(Stated exercise) Exactly repeat all the records below, omitting the images they hold.

(Part of a data file)
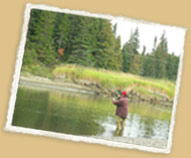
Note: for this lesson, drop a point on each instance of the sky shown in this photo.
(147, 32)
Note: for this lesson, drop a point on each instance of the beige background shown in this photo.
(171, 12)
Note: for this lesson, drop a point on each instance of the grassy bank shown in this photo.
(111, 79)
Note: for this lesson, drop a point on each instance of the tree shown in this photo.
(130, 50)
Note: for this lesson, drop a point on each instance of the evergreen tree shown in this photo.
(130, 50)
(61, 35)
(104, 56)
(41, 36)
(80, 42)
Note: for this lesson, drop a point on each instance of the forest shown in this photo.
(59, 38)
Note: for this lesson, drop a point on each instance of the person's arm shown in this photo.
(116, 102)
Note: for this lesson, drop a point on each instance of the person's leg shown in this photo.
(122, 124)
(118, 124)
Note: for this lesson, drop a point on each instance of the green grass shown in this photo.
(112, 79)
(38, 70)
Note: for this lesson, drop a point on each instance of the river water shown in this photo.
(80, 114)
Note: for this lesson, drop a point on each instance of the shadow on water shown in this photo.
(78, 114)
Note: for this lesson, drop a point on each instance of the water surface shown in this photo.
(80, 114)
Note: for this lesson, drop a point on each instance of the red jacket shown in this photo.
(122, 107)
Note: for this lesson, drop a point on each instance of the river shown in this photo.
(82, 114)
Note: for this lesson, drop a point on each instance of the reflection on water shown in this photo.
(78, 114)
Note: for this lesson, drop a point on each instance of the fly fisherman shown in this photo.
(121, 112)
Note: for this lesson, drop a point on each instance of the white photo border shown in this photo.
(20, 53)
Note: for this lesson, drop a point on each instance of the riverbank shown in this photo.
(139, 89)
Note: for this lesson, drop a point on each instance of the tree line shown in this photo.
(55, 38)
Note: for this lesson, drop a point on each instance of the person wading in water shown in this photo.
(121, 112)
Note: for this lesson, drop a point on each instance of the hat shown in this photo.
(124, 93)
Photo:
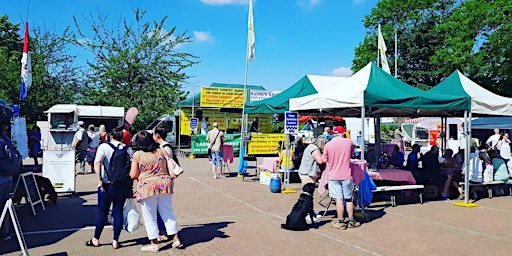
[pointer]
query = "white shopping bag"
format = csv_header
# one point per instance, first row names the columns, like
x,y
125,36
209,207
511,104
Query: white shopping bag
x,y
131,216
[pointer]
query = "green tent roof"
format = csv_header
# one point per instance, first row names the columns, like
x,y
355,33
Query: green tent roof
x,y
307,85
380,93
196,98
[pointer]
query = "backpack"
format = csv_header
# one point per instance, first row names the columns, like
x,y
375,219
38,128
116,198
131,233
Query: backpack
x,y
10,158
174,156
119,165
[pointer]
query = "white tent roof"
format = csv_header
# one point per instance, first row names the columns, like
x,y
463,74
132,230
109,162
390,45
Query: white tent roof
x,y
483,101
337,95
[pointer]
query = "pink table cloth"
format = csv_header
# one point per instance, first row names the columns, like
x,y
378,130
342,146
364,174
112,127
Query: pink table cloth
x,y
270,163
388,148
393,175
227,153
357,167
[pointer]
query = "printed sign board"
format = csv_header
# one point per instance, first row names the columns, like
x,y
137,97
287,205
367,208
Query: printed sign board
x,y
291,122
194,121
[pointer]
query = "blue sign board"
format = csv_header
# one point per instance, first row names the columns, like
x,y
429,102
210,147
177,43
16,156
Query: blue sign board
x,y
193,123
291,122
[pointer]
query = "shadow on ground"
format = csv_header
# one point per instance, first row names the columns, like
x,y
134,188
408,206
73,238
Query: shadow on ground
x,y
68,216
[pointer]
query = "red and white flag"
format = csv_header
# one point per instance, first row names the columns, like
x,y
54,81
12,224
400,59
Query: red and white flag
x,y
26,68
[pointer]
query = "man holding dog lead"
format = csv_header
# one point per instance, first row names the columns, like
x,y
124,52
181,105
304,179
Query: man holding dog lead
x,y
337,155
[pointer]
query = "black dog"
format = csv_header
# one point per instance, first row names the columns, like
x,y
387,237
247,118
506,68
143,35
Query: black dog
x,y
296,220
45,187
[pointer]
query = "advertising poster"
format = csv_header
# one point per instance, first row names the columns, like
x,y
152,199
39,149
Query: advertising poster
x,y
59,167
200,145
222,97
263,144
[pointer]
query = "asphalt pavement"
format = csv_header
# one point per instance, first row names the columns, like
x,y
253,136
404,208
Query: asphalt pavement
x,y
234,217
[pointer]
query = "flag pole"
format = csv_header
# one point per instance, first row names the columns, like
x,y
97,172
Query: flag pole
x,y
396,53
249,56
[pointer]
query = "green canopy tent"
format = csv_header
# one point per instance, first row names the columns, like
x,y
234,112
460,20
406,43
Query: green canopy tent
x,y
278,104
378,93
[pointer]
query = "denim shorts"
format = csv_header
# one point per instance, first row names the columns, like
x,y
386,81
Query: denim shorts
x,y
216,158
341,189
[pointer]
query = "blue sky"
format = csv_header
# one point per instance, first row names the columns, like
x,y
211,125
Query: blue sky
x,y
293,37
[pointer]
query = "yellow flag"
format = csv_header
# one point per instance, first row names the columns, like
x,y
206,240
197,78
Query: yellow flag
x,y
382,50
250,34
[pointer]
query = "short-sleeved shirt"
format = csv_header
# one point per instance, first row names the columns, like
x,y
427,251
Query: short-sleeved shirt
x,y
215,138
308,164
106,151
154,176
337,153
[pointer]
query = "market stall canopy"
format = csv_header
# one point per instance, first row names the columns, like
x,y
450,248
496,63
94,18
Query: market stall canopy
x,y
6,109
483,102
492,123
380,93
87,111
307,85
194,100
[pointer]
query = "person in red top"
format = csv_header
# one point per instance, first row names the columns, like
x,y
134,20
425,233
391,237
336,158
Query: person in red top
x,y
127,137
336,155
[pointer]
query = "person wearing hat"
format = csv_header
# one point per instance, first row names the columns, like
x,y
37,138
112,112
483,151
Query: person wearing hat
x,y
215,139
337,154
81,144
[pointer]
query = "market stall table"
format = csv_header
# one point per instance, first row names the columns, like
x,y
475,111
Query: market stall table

(Result of the task)
Note: for this lesson, drop a point on each instance of the sky shown in this photo.
(147, 32)
Note: for this lesson, drop a point on each instance of the beige background shown in this photo.
(171, 12)
Note: for this lesson, drop a point on each instance of the grassy bank shown in this photo.
(111, 79)
Note: for this lesson, drop a point on each instance of the tree shown in this photo.
(130, 50)
Note: for this lesson, drop a point on each instance of the evergreen tree shown in this photo.
(130, 50)
(61, 35)
(104, 56)
(41, 36)
(80, 42)
Note: for this lesson, drop a point on each instance of the forest shown in this photo.
(59, 38)
Note: for this lesson, drop a point on each instance of the person's arm shown in this photo.
(116, 102)
Note: for this lesson, drop a point on each instance of the person's leg shown in this photo.
(122, 124)
(118, 124)
Note: for this lesson, drop a point on each instance of the green grass shown in this photo.
(112, 79)
(38, 70)
Note: for this lesson, drop a point on each instance of the river water shown in this photo.
(80, 114)
Note: for this lesson, drop a point on each instance of the shadow on water shown in this photo.
(78, 114)
Note: for this lesson, drop a point on each instance of the water surface shown in this photo.
(80, 114)
Note: for this lesson, drop a point on each instance of the red jacket shown in this photo.
(122, 107)
Note: for this lesson, drop a point on each instance of the river shown in this photo.
(82, 114)
Note: for this lesson, drop a point on each instance of the reflection on water shown in this photo.
(78, 114)
Note: for this lesson, drop a point on each instance of the fly fisherman shown in this photo.
(121, 112)
Note: for this lesson, drop a point on each instance of the white photo border shown in this photo.
(20, 53)
Note: for this lesson, drop a point on each instance of the riverbank shown in this photo.
(139, 89)
Note: for this lesson, drop a point on each instance of the tree line shown in this photo.
(55, 38)
Note: for this lesson, drop a point on each instance of the person wading in water shown in this photo.
(121, 112)
Note: for this lesson, drop a point on each instance of the hat shown in this photo.
(124, 93)
Photo:
[pointer]
query = "white shopping bag"
format = csv_header
# one point per instance, first row names the columns, like
x,y
125,36
209,207
511,104
Query: white shopping bag
x,y
131,216
[pointer]
query = "green tent roof"
format = csv_header
# one point per instance, first row names the columns, like
x,y
355,33
Query: green tent roof
x,y
307,85
380,93
196,98
[pointer]
query = "backpack"
format = csv_header
# one point per instance, first row names the columns, like
x,y
375,219
38,128
116,198
131,233
Query: backpack
x,y
10,158
174,156
119,165
[pointer]
query = "white tent roof"
format = csv_header
# one point per instance, first row names the columns, like
x,y
463,74
132,230
109,162
390,45
Query: white tent roof
x,y
483,101
337,95
[pointer]
query = "pink table cloth"
format = csv_header
# one point per instance, first row names the columns, like
x,y
378,130
342,146
364,174
112,127
Query: pink table cloth
x,y
270,163
388,148
393,175
227,153
357,167
[pointer]
query = "printed sign board"
format = csv_header
# one point per instance, first row names the columns, like
x,y
137,97
287,205
367,208
Query: printed sign board
x,y
291,122
194,121
[pointer]
query = "blue sign board"
format = csv_header
# one point per instance, first row names the columns, like
x,y
429,102
210,147
177,43
16,156
Query: blue sign board
x,y
193,123
291,122
[pointer]
query = "shadow on ground"
format = csv_header
# one point per instance, first row names the columns, like
x,y
134,188
408,206
73,238
Query: shadow on ground
x,y
68,216
[pointer]
query = "red and white flag"
format = csv_header
# one point per instance, first row names the columns, like
x,y
54,81
12,224
400,59
Query: red and white flag
x,y
26,68
[pointer]
query = "man holding dog lead"
format = csv_header
# one point per instance, first row names the columns, like
x,y
124,52
181,105
304,179
Query: man holding dog lead
x,y
337,155
[pointer]
query = "black dog"
format = csv_header
# one point per instance, first row names the columns, like
x,y
387,237
247,118
506,68
143,35
Query: black dog
x,y
296,220
45,187
[pointer]
query = "advertising poster"
format = csv_header
# one point per instance, first row names the columns, like
x,y
152,199
39,149
Query: advertising poster
x,y
59,167
200,145
222,97
263,144
[pointer]
query = "asphalt pavement"
format = csv_header
# one point per instance, first row names the columns, like
x,y
253,136
404,208
Query: asphalt pavement
x,y
234,217
[pointer]
query = "flag pole"
format = csv_header
# one point per instance, first row names the columns, like
x,y
97,172
Query: flag pole
x,y
396,53
249,56
[pointer]
query = "green canopy tent"
format = csv_header
# one point per instance, first row names the columns, like
x,y
234,112
460,20
406,43
Query: green canopy tent
x,y
278,104
378,93
[pointer]
query = "denim shorts"
format = csv_header
# one point per instance, first row names the columns, like
x,y
386,81
Query: denim shorts
x,y
216,158
341,189
[pointer]
query = "blue sky"
format = csv_header
# one point per instance, first row names the columns, like
x,y
211,125
Query: blue sky
x,y
293,37
[pointer]
query = "yellow flag"
format = csv_header
# one point per instance, first row names the columns, like
x,y
206,240
197,78
Query: yellow flag
x,y
382,50
250,34
[pointer]
query = "short-sleeved shirt"
format = csv_header
# one point per instance, first row names the columns, like
x,y
427,251
Query: short-sleeved shirt
x,y
215,138
308,164
106,151
154,176
337,153
[pointer]
query = "market stall canopy"
format = csv_header
# one point per instance, first row names the columns, like
x,y
450,248
496,63
94,18
Query: market stall canopy
x,y
6,109
483,102
492,123
380,93
87,111
307,85
194,100
[pointer]
query = "person in red top"
format = csv_header
# one point per instance, first row names the columns, like
x,y
134,20
425,233
391,237
336,158
Query: person in red top
x,y
127,137
336,155
[pointer]
query = "person wearing hat"
format = csv_header
# one point per instance, first row names the columns, like
x,y
37,138
112,112
483,151
Query: person wearing hat
x,y
215,139
337,154
81,144
[pointer]
query = "market stall table"
format = csv_header
# one point per instance, first row names the columns, like
x,y
475,111
Query: market stall table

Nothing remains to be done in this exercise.